» WHAT YOU HAVE TO DO
Word for word, output the data that follows.

Stored data
== Segment start ==
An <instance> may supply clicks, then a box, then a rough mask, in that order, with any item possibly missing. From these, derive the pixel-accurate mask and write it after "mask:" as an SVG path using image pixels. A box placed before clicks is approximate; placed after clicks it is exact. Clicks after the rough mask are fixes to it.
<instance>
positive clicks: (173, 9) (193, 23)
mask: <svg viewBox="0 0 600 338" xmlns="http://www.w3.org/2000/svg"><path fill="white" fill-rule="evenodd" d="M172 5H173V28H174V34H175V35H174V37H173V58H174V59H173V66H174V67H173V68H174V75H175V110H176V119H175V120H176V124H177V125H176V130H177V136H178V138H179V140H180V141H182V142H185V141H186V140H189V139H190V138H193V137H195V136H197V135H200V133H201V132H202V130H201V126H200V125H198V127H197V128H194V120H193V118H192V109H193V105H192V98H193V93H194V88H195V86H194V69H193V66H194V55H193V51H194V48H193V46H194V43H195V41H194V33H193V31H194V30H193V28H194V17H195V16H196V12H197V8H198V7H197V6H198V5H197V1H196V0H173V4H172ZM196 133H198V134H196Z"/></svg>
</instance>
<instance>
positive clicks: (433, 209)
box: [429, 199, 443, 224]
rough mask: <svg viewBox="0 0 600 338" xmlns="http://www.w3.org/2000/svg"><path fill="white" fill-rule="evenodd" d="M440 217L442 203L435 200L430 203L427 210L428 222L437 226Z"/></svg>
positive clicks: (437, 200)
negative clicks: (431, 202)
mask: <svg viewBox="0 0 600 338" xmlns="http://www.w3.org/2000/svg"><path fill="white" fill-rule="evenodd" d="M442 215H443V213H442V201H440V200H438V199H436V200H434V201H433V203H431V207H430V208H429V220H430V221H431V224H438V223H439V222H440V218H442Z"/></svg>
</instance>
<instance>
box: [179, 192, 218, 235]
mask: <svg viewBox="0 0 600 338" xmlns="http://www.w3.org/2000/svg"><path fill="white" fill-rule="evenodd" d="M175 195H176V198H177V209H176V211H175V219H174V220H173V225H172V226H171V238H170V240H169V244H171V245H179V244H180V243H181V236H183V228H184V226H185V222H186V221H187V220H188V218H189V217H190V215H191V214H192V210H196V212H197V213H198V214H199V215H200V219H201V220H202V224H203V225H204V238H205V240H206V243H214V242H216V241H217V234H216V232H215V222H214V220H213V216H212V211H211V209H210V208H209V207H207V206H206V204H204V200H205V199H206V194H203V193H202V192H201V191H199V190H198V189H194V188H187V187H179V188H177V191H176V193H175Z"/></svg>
== Segment end ==
» YOUR RESPONSE
An <instance> may supply clicks, then a box, then a rough mask, in that order, with any item possibly missing. From these, derive the pixel-accurate mask and write it after "mask:" as an SVG path using image pixels. A box placed before clicks is approximate; placed after clicks it is exact. Clicks after the rough mask are fixes to it.
<instance>
positive clicks: (173, 9) (193, 23)
mask: <svg viewBox="0 0 600 338" xmlns="http://www.w3.org/2000/svg"><path fill="white" fill-rule="evenodd" d="M172 5H173V28H174V34H175V35H174V37H173V58H174V59H173V66H174V67H173V68H174V75H175V110H176V119H175V120H176V124H177V125H176V130H177V136H178V138H179V140H180V141H182V142H185V141H186V140H189V139H190V138H193V137H195V136H197V135H200V133H201V132H202V130H201V126H200V125H198V127H197V128H194V120H193V118H192V109H193V105H192V98H193V93H194V88H195V86H194V69H193V66H194V55H193V51H194V48H193V46H194V43H195V41H194V33H193V31H194V30H193V28H194V17H195V16H196V12H197V8H198V7H197V6H198V5H197V1H196V0H173V4H172ZM196 133H198V134H196Z"/></svg>
</instance>
<instance>
positive clicks: (433, 209)
box: [429, 199, 443, 224]
rough mask: <svg viewBox="0 0 600 338" xmlns="http://www.w3.org/2000/svg"><path fill="white" fill-rule="evenodd" d="M440 217L442 203L435 200L430 203L427 210L428 222L437 226Z"/></svg>
positive clicks: (437, 200)
negative clicks: (431, 202)
mask: <svg viewBox="0 0 600 338" xmlns="http://www.w3.org/2000/svg"><path fill="white" fill-rule="evenodd" d="M442 215H443V213H442V201H440V200H438V199H436V200H434V201H433V203H431V207H430V208H429V220H430V221H431V224H438V223H439V222H440V218H442Z"/></svg>
</instance>
<instance>
box: [179, 192, 218, 235]
mask: <svg viewBox="0 0 600 338" xmlns="http://www.w3.org/2000/svg"><path fill="white" fill-rule="evenodd" d="M175 195H176V198H177V209H176V211H175V219H174V220H173V225H172V226H171V238H170V240H169V244H171V245H179V244H180V243H181V236H183V228H184V226H185V222H186V221H187V220H188V218H189V217H190V215H191V214H192V210H196V212H197V213H198V214H199V215H200V219H201V220H202V224H203V225H204V238H205V240H206V243H214V242H216V241H217V234H216V232H215V222H214V220H213V216H212V211H211V209H210V208H209V207H207V206H206V204H204V200H205V199H206V194H203V193H202V192H201V191H199V190H198V189H194V188H187V187H179V188H177V191H176V193H175Z"/></svg>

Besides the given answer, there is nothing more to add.